Texte source>
-=-=-=-=-

De même qu’en racontant son histoire du point de vue des « méchants », Scorsese demeure fidèle à lui-même. Il a filmé des mafieux pour mieux nous montrer la violence mafieuse et la proximité entre les structures mafieuses et les structures capitalistes (Mean streets, Les Affranchis, Casino…), il a filmé un chauffeur de taxi fascisant pour mieux nous alerter sur les traumas des guerres, la radicalité idéologique et l’abandon par la société de certains de ses citoyens, il a filmé un trader ultime pour mieux nous montrer les réalités de l’hubris financière et les dégâts qu’elle entraîne (Le Loup de Wall street)… Ici, il épouse dans une grande partie du film le point de vue de colons blancs pour mieux nous faire voir la pourriture des fondements de la nation américaine.

C’est un invariant de la pensée cinéma de Scorsese : filmer dans la tête de l’ennemi, montrer le mal (souvent le mâle d’ailleurs) pour mieux le dévoiler, le dénoncer, mais sans jamais prêcher, en laissant toujours le spectateur seul juge de la morale des protagonistes qu’il observe sur l’écran. Dans Killers of the flower moon, les vilains sont tellement machiavéliques (King Hale) ou tellement stupides (Ernest) qu’il est difficile de s’identifier à eux, fussent-ils incarnés par des acteurs aussi aimés et admirés que De Niro et Di Caprio. Leur point de vue n’est à l’évidence pas celui du cinéaste qui se range clairement du côté de Mollie (voir avec quel soin il la filme, comme il filme avec attention les Osages et leurs rituels) et des enquêteurs du FBI. Pour autant, Scorsese a décidé de ne laisser aucun doute sur ses intentions : à la fin (géniale, mais… pas de spoiler), il apparaît lui-même à l’écran, tel Hitchcock, pour parapher son film. Et ça n’a rien de lourd, c’est bouleversant.

On sait qui a tué les Indiens, reste à savoir qui serait les « killers » du cinéma

Si l’on résumait à gros traits la filmo de Martin Scorsese, on pourrait dire qu’elle comporte trois veines : les films d’action, physiques, brutaux, prosaïques, cocaïnés, à l’exemple de Mean Streets, Taxi driver, Raging Bull, Les Affranchis, Casino, Le Loup de Wall Street ; les films métaphysiques, méditatifs, emplis de spiritualité (parfois même un peu chiants, il faut bien l’admettre) comme La Dernière tentation du Christ, Kundun ou Le Silence (celui-là comportant aussi des séquences brutales) ; et puis les films qui se situeraient entre ces deux catégories, à la fois prosaïques et calmes, déployant tranquillement leur force, comme Alice n’est plus ici, After hours, La Valse des pantins ou Le Temps de l’innocence.

Killers of the flower moon me semble appartenir à cette troisième catégorie, c’est du grand spectacle dénué de coquetteries spectaculaires ou d’effets de manches gratuits, signé d’un auteur maître de son art qui ne confond jamais l’ambition avec la vanité ou la prétention. S’il y a de la violence, des meurtres, des grands espaces dans Killers of the flower moon, il n’y a jamais de démonstration de virtuosité vaine mais le déploiement souverain d’une puissance tranquille. Que Scorsese filme une cérémonie Osage, un champ pétrolifère à l’infini, une prairie toute aussi infinie parsemée de bétail, le visage de ses acteurs, les clairs-obscurs d’intérieurs (reflétant les clairs-obscurs des personnages), il le fait toujours à la juste distance, avec la juste durée ou la juste dose.

-=-=-=-=-

Énoncé 1> Recopiez fidèlement le passage de la critique de Killers of the flower moon qui débute aux mots « On sait qui » et s'achève après « Temps de l’innocence. ».
Énoncé 2>
Répondez aux questions suivantes d'après la critique de Killers of the flower moon.
(a) Du côté de quels personnages le cinéaste se range-t-il clairement ?
(b) À laquelle des trois veines de la filmographie de Scorsese l'auteur rattache-t-il ce film ?
(c) À quel cinéaste Scorsese est-il comparé lorsqu'il apparaît lui-même à l'écran ?
Énoncé 3> Rédigez la suite de la critique de Killers of the flower moon, en reprenant après sa dernière phrase.
Les enregistrements qui suivent ne sont d'aucune utilité ici.

Données brutes>
-=-=-=-=-

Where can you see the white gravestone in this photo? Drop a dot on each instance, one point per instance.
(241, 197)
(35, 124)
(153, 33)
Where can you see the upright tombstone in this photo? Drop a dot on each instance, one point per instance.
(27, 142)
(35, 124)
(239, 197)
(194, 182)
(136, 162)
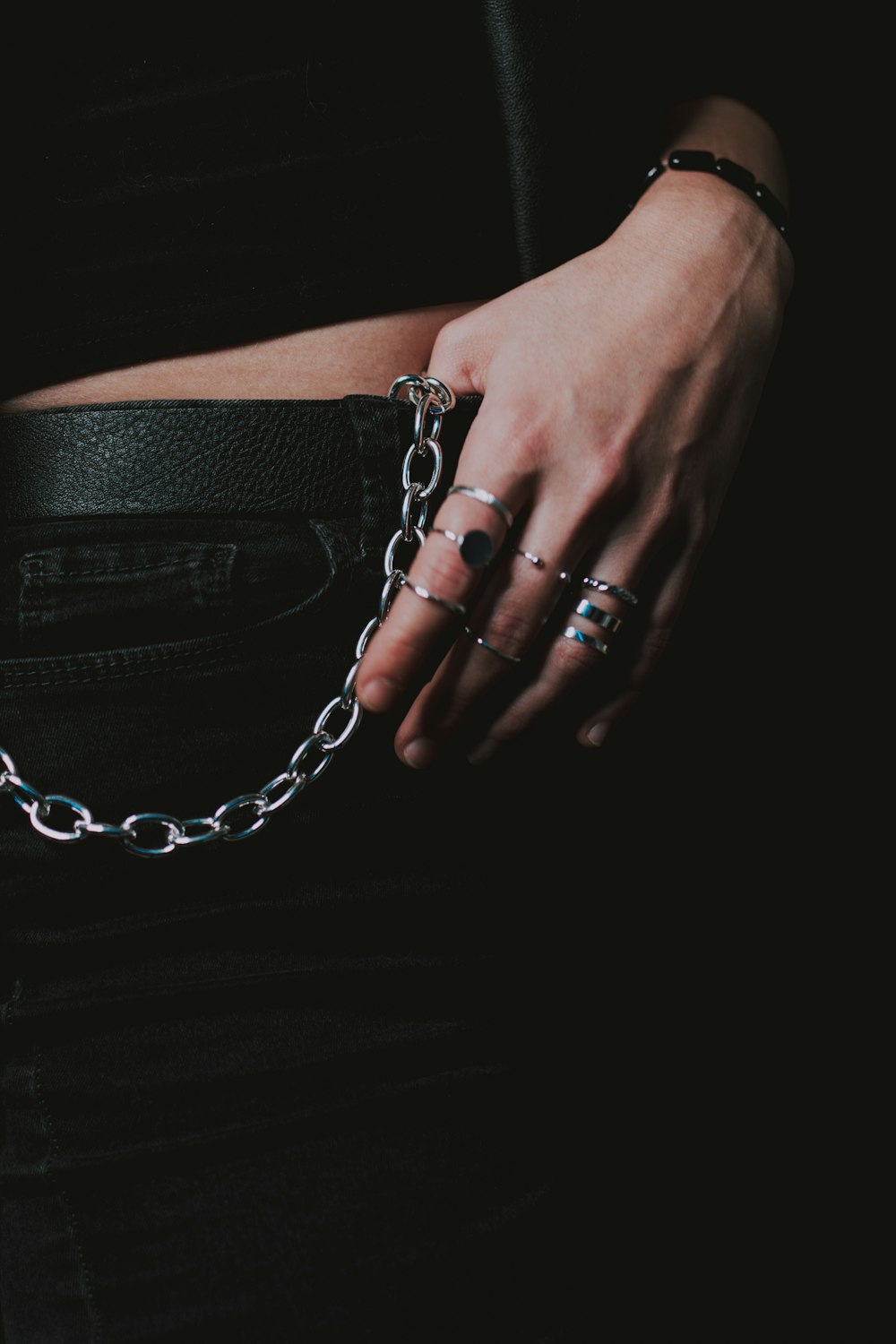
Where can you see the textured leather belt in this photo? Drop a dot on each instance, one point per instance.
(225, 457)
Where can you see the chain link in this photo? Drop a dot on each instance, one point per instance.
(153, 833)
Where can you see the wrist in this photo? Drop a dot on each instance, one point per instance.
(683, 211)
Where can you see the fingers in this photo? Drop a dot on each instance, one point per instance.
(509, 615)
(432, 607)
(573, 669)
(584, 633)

-=-=-=-=-

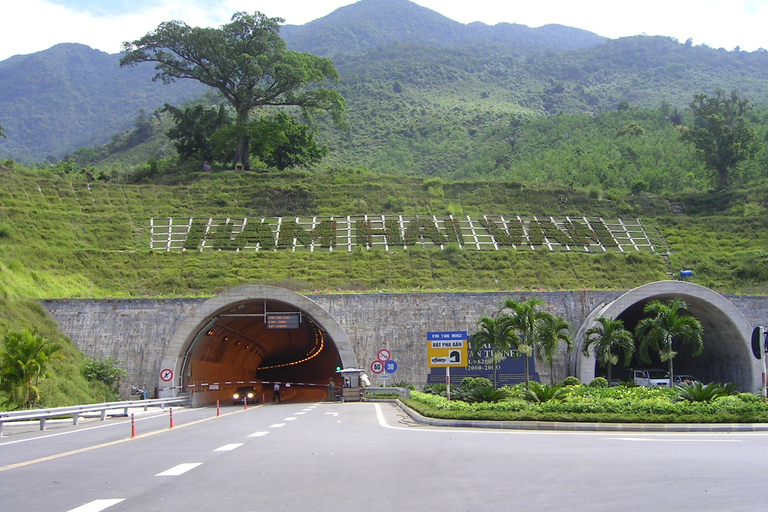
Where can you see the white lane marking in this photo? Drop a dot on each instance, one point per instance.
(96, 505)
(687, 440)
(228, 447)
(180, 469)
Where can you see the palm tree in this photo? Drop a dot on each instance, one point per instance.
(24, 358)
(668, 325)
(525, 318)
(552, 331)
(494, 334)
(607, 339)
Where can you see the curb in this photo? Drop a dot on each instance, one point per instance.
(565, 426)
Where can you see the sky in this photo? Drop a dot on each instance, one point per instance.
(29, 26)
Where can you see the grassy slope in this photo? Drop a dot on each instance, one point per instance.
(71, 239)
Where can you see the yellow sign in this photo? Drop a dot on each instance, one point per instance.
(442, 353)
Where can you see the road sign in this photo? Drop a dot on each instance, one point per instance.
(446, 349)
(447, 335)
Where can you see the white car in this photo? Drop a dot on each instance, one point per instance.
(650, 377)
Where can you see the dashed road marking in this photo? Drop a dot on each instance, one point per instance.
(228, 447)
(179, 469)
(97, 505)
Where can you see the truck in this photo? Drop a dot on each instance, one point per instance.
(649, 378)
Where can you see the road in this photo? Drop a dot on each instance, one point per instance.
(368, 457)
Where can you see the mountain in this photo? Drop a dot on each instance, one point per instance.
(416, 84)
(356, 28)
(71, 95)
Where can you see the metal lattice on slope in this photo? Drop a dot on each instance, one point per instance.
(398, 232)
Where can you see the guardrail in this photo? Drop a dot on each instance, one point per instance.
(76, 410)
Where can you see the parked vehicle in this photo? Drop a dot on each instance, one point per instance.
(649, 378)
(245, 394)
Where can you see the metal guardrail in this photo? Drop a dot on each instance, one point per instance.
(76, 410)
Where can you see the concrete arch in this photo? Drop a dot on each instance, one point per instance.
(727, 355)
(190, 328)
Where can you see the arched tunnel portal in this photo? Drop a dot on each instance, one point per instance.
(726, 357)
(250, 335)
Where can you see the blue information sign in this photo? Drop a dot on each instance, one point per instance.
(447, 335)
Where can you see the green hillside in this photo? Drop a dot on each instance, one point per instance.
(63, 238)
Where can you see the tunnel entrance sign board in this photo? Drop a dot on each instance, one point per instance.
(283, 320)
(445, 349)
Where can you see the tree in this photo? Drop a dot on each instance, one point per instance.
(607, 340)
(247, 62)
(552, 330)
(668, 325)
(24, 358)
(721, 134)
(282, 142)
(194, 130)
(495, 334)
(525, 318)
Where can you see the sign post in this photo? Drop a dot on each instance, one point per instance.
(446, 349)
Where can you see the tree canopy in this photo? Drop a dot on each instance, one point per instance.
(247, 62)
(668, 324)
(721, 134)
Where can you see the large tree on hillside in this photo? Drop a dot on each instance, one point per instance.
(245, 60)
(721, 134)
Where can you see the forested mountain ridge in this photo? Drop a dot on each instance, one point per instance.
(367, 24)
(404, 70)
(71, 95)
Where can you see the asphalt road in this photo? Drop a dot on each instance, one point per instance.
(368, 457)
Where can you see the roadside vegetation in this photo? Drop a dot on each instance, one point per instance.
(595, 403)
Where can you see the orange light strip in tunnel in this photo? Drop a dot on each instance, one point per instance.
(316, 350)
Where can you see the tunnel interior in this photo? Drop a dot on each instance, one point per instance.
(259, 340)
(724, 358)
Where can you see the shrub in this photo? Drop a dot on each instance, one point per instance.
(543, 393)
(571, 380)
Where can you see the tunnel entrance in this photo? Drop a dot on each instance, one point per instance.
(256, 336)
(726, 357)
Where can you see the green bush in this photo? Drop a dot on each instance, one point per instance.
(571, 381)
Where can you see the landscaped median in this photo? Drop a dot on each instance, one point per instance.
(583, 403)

-=-=-=-=-

Réponse 1>
On sait qui a tué les Indiens, reste à savoir qui serait les « killers » du cinéma

Si l’on résumait à gros traits la filmo de Martin Scorsese, on pourrait dire qu’elle comporte trois veines : les films d’action, physiques, brutaux, prosaïques, cocaïnés, à l’exemple de Mean Streets, Taxi driver, Raging Bull, Les Affranchis, Casino, Le Loup de Wall Street ; les films métaphysiques, méditatifs, emplis de spiritualité (parfois même un peu chiants, il faut bien l’admettre) comme La Dernière tentation du Christ, Kundun ou Le Silence (celui-là comportant aussi des séquences brutales) ; et puis les films qui se situeraient entre ces deux catégories, à la fois prosaïques et calmes, déployant tranquillement leur force, comme Alice n’est plus ici, After hours, La Valse des pantins ou Le Temps de l’innocence.

Réponse 2>
(a) Du côté de Mollie et des enquêteurs du FBI.
(b) À la troisième, celle des films à la fois prosaïques et calmes.
(c) À Hitchcock.

Réponse 3>
On pourrait en dire autant de ses acteurs principaux. Virtuose sans jamais glisser vers le cabotinage dont il abuse parfois, De Niro est exceptionnel de suavité trompeuse, de ruse matoise, de profonde saloperie dissimulée dans une apparence humaniste et civilisée (il campe un parfait salaud sartrien tel que décrit dans La Nausée). Di Caprio incarne un abruti séduisant, combinant des caractéristiques aussi extrêmes et contraires que la veulerie et l’état amoureux, la culpabilité et l’innocence. Certains ont pu estimer que son jeu était caricatural mais ils se trompent : c’est le personnage qui est caricatural, à la fois bourreau amoureux (de sa femme) et victime trop consentante (de son oncle), pas l’acteur qui le sert au plus près, au plus vrai, au plus nuancé.

On pourrait aussi consacrer un texte entier au sujet de cette réunion des deux acteurs fétiches du cinéaste, symbolisant chacun une période de son œuvre. Les réunir ainsi revêt peut-être pour Scorsese un aspect récapitulatif et testamentaire et cela participe aussi de l’émotion dégagée par ce film. J’ai gardé le meilleur pour la fin : Lily Gladstone est magnifique, splendide, géniale, superlative. On l’avait déjà repéré dans Certaines femmes de Kelly Reichardt, où elle formait un superbe duo avec Kirsten Stewart dans le troisième segment du film. À côté de la virtuosité des deux monstres sacrés, le jeu de Gladstone se distingue par sa retenue, sa douceur, sa délicatesse, sa cinégénie naturelle, son économie de moyens pour un maximum d’effets. Parmi les mille beautés distillées par ce film, Lily Gladstone est peut-être la plus marquante.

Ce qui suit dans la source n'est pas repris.